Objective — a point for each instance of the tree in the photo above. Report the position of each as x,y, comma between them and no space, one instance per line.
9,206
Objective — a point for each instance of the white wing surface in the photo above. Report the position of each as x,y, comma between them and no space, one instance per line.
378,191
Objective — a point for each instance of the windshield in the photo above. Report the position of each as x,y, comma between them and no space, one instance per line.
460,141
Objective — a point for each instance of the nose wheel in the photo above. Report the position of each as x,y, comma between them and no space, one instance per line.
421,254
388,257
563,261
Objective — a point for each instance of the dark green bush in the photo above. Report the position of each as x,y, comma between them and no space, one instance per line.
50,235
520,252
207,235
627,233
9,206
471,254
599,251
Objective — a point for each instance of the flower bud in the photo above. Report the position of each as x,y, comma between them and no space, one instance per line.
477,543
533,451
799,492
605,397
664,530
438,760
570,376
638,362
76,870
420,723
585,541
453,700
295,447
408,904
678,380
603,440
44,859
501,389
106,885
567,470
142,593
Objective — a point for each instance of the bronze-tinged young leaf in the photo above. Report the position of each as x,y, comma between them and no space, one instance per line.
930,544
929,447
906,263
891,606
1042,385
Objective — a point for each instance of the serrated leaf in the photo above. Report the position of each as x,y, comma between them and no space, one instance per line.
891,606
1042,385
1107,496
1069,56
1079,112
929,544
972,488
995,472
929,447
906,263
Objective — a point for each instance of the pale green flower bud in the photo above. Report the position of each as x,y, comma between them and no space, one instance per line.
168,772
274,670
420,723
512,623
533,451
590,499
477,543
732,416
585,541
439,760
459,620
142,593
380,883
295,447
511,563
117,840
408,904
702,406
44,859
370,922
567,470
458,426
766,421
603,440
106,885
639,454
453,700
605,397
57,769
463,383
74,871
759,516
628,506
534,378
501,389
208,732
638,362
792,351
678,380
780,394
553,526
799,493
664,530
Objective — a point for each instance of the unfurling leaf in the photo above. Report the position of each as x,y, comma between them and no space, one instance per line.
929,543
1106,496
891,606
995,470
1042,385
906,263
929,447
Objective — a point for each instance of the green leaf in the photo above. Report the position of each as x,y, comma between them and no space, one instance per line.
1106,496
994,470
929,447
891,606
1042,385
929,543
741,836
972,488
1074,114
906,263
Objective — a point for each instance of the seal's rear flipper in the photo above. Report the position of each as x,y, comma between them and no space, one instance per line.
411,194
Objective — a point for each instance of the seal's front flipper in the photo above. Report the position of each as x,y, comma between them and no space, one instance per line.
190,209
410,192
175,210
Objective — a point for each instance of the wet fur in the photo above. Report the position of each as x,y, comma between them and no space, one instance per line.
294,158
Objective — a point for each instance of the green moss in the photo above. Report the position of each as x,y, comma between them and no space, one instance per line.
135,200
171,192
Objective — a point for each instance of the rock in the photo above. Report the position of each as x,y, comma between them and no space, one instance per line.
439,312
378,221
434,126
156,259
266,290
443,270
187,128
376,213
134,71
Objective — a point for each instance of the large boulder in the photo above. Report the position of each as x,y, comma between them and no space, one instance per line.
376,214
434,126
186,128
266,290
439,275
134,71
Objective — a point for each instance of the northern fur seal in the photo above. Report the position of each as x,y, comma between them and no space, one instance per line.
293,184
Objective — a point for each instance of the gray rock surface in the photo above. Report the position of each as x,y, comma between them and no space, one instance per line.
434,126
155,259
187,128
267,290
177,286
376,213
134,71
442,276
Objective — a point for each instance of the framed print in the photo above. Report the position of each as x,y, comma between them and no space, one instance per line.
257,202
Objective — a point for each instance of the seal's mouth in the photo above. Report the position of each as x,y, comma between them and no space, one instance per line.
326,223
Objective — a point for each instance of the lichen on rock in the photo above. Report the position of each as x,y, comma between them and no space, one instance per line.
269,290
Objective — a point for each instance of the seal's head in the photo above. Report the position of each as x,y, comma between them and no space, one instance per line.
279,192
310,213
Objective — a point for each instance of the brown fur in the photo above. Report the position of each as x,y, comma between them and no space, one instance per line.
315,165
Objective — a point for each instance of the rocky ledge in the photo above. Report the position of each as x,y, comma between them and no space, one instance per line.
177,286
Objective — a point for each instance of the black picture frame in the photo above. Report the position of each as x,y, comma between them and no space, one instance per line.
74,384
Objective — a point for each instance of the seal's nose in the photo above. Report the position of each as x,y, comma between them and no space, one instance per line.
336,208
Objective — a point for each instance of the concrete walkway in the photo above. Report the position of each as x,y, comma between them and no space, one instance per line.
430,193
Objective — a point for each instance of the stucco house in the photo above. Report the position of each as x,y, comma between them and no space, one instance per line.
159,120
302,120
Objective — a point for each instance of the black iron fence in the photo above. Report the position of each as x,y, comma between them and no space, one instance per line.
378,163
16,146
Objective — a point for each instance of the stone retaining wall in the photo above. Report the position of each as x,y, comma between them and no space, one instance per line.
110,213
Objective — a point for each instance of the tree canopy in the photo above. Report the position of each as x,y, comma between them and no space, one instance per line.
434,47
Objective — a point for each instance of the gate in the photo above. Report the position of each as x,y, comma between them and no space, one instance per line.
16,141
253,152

# [DIRECTIONS FOR THIS TASK]
Your task is to reproduce, exactly and exclusively, the lines from the one holding "Objective — a point for each instance of the brown" through the final line of the listing.

# [SOLUTION FOR THIS TASK]
Objective — a point for each instance of the brown fur in the photo above. Report the position of each as x,y, comma between them and no space, one instance per line.
315,165
Objective — a point for each instance of the rocky ledge in the photo above. Report the position of each as x,y, comma between them and no space, one instance per line.
177,286
Objective — a point for each instance of the black picture frame in the photo above. Report the position of each as x,y, comma between them and no space, one instance per line.
74,384
Objective — a point for each instance of the seal's nose in the photo above. Report the position of each as x,y, comma between them and no space, one instance per line.
336,208
Objective — a point for each instance of the concrete walkway in the photo above. Report the position of each as x,y, comma between them and no space, one instance per line.
430,193
Objective — a point for each instance of the stucco house in the photo above. Report the position of each as x,y, comma between them and no space, one instance per line.
159,120
302,120
Objective — a point for each instance of the black iron fence in the photo above. Report the position of each as x,y, comma between them and no space, one instance per line.
378,163
16,146
Objective — a point for each instance of the stone retaining wall in the photo above. Report the position of each as x,y, comma between them and no space, one instance per line.
110,213
Objective — a point for each instance of the tree canopy in the photo above. Report the position of each as x,y, comma between them and no space, one instance per line.
434,47
Objective — a point for each instance of the gate in the photo above. Report the position of each as x,y, comma between them and no space, one instance per line.
16,141
253,152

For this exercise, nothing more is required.